## TEXTO FORNECIDO

Não faz muito. Há pouco mais de 10 anos a caminhada do rúgbi gaúcho iniciava. A criação do Charrua Rugby Clube inaugurou o processo de disseminação do esporte britânico – como o futebol – disputado com as mãos e passes somente laterais ou para trás. Hoje com aproximadamente 25 polos espalhados pelo Rio Grande do Sul, participação garantida na Olimpíada de 2016, no Rio de Janeiro, o rúgbi se preparava para a virada na gestão e consequente popularização do esporte.
Acompanhe nesta quinta e sexta-feira no Final Sports em duas matérias especiais a entrevista exclusiva com o presidente da Federação Gaúcha, Nilson Taminato. Na primeira edição, o dirigente conta os planos para 2012 da gestão atual da FGRugby, eleita no final de 2011 para os dois anos seguintes. A intenção é de consolidar um público por meio de três níveis: formativo, intermediário e competitivo. Os olhos se voltam com carinho para o primeiro. Uma vez cativados, os participantes tendem a continuar no esporte. Pesquisa da empresa de consultoria e auditoria Delloite coloca o esporte como o que mais crescerá nos próximos anos, ao lado do MMA.
O início do esporte aconteceu nas universidades e escolas britânicas, junto com o futebol, ainda nos idos anos do século 19. Para desmistificar o rúgbi do preconceito de violência, a intenção é implantar nas escolas o tag rúgbi, que consiste em cada jogador levar um lenço no calção, pendurado. Assim, quando outro puxa o pedaço de tecido, a jogada para. Além disso, o chamado ‘terceiro tempo’ é incentivado: a confraternização após os jogos entre os times é uma necessidade do festival.
A projeção de Taminato é de “virada da pirâmide” para 2013 ou no máximo 2014. O ato tão falado pelo dirigente vem de teorias de gestão do esporte, mas ao contrário. Confederações usam a pirâmide como metáfora, com a ponta representando o esporte em alto nível. O trabalho inicia nas categorias de base, e vai subindo até a ponta. Na FGR, acontece o contrário.
No entanto, a Federação preferiu trabalhar com os moldes de uma pirâmide invertida. Como tratou de criar um público consumidor, um público jogador, pessoas que entendessem do esporte, tratou de criar pessoas que pudessem ser capacitadas para após serem transformadas em dirigentes, árbitros, técnicos. Segundo Taminato, a virada para o modo normal, com trabalho focado na base, será nos próximos dois anos.

## EXERCÍCIO PROPOSTO
De acordo com o texto sobre o rúgbi gaúcho, qual clube deu início à disseminação do esporte no Rio Grande do Sul?

## ENTRADAS EXTRAÍDAS
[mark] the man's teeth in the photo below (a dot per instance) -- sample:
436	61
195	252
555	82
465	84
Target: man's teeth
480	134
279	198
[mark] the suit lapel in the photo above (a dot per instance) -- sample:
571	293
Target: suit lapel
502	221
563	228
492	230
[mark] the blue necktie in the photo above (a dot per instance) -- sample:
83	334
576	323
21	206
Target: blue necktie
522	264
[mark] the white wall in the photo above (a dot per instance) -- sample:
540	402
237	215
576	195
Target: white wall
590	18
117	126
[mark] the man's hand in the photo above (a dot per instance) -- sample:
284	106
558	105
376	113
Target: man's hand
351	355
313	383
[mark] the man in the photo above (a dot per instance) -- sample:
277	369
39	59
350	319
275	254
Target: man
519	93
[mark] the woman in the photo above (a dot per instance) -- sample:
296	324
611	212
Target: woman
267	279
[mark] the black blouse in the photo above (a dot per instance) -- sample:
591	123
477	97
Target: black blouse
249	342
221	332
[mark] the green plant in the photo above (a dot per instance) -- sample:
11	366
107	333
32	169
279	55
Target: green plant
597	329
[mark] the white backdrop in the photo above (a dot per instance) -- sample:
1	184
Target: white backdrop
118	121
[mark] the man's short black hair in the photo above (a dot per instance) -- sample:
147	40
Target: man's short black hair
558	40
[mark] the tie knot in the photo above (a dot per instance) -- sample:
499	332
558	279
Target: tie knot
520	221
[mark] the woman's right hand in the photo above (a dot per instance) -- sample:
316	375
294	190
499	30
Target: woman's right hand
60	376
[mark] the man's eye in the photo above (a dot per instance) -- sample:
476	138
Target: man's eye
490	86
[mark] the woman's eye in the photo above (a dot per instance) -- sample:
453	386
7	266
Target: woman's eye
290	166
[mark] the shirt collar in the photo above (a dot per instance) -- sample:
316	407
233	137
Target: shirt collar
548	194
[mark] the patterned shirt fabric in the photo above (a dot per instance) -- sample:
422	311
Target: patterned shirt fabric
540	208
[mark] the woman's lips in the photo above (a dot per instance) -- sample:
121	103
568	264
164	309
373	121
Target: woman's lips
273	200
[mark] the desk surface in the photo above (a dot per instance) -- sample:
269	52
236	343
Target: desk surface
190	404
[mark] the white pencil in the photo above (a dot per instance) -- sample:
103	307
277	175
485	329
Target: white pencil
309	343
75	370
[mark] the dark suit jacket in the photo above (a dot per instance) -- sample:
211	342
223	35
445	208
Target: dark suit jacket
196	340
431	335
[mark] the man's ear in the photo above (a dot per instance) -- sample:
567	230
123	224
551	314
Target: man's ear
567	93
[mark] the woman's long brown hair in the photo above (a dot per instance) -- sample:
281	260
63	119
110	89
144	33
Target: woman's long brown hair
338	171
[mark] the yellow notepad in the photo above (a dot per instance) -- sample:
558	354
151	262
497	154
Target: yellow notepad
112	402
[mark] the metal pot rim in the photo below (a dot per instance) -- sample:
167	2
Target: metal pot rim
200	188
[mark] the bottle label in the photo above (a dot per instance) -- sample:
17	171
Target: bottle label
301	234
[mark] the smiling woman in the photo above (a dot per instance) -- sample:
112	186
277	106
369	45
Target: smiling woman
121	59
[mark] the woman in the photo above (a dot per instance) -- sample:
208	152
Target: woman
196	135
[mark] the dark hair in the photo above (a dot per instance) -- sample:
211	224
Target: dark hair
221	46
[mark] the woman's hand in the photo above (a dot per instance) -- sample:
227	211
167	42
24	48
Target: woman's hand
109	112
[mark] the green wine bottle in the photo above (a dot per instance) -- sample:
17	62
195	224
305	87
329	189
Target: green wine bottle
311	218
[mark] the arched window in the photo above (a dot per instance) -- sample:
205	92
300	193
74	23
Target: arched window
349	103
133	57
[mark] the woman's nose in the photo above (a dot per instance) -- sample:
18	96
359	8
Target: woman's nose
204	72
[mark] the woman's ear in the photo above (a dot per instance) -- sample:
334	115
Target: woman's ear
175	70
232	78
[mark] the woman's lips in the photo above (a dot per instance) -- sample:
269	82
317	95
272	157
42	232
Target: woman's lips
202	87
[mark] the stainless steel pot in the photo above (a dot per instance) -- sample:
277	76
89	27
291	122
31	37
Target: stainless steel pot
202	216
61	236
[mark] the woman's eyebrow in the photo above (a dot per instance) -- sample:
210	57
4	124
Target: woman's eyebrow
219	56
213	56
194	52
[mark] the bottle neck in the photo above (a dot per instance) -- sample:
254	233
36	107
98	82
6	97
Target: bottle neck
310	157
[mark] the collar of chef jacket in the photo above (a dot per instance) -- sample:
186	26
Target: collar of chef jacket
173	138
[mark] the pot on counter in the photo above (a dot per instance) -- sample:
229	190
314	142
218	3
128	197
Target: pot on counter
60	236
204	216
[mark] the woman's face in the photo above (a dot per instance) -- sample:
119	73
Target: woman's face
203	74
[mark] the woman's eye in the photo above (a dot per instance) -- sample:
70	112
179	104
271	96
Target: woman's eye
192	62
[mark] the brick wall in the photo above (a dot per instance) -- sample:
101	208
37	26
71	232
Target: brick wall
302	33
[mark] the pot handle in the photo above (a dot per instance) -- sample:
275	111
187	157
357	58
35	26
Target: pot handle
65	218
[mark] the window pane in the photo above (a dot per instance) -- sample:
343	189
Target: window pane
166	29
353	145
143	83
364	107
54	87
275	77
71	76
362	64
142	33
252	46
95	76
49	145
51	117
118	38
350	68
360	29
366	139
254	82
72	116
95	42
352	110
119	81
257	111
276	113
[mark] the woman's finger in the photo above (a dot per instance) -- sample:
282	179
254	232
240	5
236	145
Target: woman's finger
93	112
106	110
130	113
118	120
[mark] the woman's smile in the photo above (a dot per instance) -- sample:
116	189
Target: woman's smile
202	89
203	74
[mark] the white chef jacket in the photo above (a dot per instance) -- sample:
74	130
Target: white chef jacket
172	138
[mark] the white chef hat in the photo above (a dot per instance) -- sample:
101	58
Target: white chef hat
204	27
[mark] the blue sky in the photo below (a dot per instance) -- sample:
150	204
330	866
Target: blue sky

## RESPOSTA DA TAREFA
O Charrua Rugby Clube.